__WHAT THIS TASK INVOLVES__. Each line of the data below holding the word "request" must be copied.

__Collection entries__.
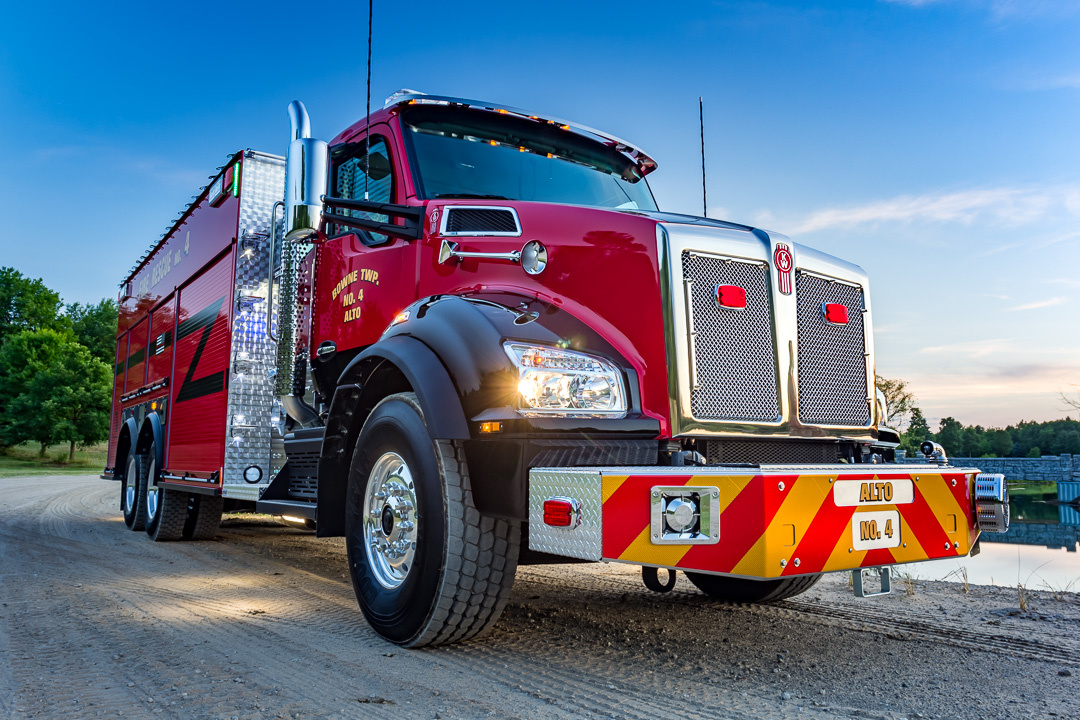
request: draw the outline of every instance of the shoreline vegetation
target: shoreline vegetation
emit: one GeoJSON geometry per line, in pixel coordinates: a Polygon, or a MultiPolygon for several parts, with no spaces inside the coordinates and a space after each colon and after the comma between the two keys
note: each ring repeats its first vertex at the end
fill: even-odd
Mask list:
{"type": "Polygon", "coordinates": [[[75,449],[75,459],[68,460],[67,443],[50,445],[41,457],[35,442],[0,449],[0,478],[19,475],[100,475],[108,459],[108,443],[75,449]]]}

...

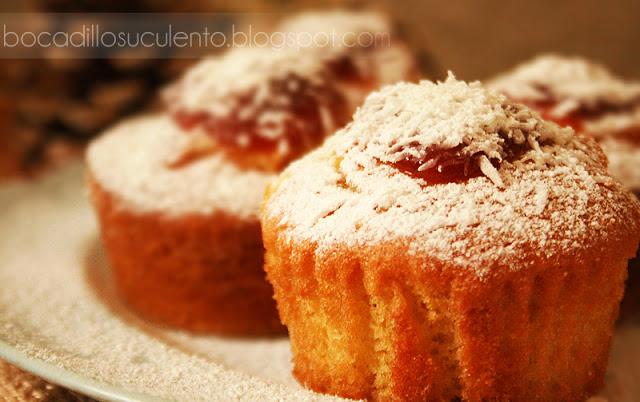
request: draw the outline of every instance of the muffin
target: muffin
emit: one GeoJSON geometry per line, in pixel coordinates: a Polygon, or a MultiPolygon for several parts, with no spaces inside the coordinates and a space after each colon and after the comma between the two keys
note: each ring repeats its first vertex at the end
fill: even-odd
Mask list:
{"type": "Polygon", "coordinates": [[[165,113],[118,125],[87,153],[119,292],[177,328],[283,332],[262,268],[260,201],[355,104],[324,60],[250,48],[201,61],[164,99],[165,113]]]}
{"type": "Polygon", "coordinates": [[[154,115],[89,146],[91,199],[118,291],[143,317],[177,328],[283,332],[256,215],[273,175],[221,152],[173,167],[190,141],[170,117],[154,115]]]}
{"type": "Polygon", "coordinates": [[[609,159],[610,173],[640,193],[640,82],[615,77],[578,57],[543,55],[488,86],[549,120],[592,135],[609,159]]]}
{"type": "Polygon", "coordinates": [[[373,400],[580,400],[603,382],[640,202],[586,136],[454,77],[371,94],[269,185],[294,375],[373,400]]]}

__RESPONSE AREA__.
request: draw the outline of every instance of the shoreline vegetation
request: draw the outline of every instance of the muffin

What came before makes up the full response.